Aim: Give only the lines from the one containing "Exercise. Mark the tree branch" through the end of the material below, exactly as written.

A run of records:
******
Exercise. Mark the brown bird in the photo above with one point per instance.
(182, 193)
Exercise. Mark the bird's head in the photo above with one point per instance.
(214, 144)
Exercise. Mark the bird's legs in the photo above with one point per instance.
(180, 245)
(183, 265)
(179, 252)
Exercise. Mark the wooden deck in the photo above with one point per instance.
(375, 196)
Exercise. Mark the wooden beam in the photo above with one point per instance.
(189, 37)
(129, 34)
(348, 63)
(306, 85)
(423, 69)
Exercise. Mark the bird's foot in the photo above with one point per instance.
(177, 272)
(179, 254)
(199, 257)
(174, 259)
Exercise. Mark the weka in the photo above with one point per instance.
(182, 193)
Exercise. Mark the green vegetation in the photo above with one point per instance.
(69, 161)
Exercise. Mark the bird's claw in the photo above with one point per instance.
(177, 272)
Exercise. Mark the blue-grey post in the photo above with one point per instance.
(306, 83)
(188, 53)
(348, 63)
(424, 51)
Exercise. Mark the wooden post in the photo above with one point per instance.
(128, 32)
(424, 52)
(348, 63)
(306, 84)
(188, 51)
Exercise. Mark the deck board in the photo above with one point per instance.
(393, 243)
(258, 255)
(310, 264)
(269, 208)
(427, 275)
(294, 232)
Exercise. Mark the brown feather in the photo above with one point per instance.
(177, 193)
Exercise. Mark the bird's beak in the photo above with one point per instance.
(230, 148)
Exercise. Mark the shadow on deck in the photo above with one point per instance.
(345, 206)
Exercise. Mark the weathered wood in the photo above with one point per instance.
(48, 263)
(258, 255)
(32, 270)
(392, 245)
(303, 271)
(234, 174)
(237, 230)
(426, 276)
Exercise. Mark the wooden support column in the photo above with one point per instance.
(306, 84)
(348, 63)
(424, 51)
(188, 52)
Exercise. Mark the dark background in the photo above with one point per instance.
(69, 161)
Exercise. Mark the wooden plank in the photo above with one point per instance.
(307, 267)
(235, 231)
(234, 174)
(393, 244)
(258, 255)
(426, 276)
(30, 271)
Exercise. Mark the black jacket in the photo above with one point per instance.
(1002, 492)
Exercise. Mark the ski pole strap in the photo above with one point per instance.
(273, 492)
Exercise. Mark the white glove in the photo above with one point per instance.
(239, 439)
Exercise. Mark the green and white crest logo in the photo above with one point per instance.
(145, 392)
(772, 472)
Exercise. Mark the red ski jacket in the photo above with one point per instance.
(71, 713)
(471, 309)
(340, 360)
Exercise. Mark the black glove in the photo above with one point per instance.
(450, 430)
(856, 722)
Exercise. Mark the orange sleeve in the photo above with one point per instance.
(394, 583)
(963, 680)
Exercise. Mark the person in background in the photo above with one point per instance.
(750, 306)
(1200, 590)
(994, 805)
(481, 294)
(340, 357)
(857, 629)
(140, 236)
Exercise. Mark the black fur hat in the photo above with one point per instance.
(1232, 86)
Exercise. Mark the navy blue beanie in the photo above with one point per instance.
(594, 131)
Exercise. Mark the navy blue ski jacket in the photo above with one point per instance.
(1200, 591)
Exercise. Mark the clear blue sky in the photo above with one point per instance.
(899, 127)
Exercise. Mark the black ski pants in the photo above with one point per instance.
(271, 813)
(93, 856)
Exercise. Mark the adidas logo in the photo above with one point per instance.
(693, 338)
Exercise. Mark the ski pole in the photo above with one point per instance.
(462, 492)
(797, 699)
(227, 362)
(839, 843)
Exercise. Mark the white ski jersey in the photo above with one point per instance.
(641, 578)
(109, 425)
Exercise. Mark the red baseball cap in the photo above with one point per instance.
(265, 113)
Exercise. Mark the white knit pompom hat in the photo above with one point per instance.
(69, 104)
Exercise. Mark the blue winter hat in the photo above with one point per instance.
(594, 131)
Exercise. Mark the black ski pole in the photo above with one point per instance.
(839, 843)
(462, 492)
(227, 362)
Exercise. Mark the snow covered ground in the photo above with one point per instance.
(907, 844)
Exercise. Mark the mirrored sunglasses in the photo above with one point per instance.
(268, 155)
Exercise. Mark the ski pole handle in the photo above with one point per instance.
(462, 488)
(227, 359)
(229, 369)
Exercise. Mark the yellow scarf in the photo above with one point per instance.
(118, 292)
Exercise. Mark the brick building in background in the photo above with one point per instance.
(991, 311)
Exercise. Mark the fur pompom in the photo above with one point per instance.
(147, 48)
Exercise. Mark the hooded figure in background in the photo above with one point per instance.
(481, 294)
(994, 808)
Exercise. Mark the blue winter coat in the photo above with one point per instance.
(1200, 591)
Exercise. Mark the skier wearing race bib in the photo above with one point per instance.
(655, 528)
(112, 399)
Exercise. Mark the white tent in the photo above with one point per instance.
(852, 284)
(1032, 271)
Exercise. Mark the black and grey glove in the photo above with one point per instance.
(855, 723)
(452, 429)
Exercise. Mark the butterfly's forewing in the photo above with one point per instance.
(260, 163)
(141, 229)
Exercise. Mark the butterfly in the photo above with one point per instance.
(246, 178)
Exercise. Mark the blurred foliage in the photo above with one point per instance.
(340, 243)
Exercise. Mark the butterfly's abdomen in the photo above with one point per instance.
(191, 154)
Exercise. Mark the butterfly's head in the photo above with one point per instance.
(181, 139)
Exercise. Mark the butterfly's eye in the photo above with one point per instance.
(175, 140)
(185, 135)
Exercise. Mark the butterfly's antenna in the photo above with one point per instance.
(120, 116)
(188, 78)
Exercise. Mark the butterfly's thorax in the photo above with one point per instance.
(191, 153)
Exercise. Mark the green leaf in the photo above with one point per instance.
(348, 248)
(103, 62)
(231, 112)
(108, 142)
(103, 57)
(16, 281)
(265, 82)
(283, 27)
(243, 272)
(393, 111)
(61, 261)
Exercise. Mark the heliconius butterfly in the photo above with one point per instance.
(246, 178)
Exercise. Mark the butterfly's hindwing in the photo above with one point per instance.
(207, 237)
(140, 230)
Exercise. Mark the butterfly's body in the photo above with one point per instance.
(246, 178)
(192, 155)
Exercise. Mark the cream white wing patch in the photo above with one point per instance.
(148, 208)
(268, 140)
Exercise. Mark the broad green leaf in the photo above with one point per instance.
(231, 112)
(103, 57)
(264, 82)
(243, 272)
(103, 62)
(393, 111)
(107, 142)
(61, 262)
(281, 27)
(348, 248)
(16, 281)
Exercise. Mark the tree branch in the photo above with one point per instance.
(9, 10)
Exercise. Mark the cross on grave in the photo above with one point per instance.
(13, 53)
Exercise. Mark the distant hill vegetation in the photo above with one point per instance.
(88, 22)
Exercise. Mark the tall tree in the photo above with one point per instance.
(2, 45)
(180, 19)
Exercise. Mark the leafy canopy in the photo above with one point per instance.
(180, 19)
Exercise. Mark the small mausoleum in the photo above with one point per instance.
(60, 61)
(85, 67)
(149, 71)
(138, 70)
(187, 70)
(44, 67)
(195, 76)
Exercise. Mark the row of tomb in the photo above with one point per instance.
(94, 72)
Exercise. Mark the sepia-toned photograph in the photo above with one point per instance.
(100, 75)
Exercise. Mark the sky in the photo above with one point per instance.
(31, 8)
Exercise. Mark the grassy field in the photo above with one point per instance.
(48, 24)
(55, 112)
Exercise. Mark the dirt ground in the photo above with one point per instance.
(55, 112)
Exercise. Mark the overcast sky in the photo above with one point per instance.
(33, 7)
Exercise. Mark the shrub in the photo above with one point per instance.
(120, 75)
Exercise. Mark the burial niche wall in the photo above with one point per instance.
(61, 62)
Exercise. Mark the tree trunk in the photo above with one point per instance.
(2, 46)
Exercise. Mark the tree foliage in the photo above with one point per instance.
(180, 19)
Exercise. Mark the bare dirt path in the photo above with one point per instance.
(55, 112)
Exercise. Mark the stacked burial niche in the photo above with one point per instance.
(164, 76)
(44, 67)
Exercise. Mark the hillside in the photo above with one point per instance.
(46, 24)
******
In response:
Exercise. Mark the tree branch in the photo above with one point per instance.
(9, 10)
Exercise. Mark the cross on grave in the photo above with one point per instance.
(13, 53)
Exercise. Mark the distant hill vegetation in the photo above with one point per instance.
(88, 22)
Exercise. Mark the tall tree in the photo above with one point per instance.
(2, 45)
(180, 19)
Exercise. Mark the leafy canopy in the photo above with one point per instance.
(180, 19)
Exercise. Mark the small mausoleum in the photo above with one point per instance.
(60, 61)
(85, 67)
(149, 71)
(138, 70)
(187, 70)
(44, 67)
(195, 76)
Exercise. Mark the row of tomb in the photo above with one point per instance.
(94, 72)
Exercise. Mark the sepia-toned photograph in the photo above with one point per instance.
(100, 75)
Exercise. Mark the sky in the photo above with one point per instance.
(31, 8)
Exercise. Mark the grassy field in the photo above with one point per instance.
(48, 24)
(55, 112)
Exercise. Mark the dirt ground in the photo above with one point per instance.
(55, 112)
Exercise. Mark the overcast sky in the photo above with one point per instance.
(33, 7)
Exercise. Mark the shrub in the photo above with one point per instance.
(120, 75)
Exercise. Mark the burial niche wall in the photo above with one point per instance.
(61, 62)
Exercise. Mark the tree trunk in the photo above with one point per instance.
(2, 46)
Exercise. Mark the tree foliage in the photo above with one point per instance.
(180, 19)
Exercise. Mark the bare dirt path in the photo above with one point per instance.
(55, 112)
Exercise. Mark the stacked burial niche in the photo above with one point per instance.
(164, 76)
(44, 67)
Exercise. Mark the hillside in the photo above with one point per instance.
(46, 24)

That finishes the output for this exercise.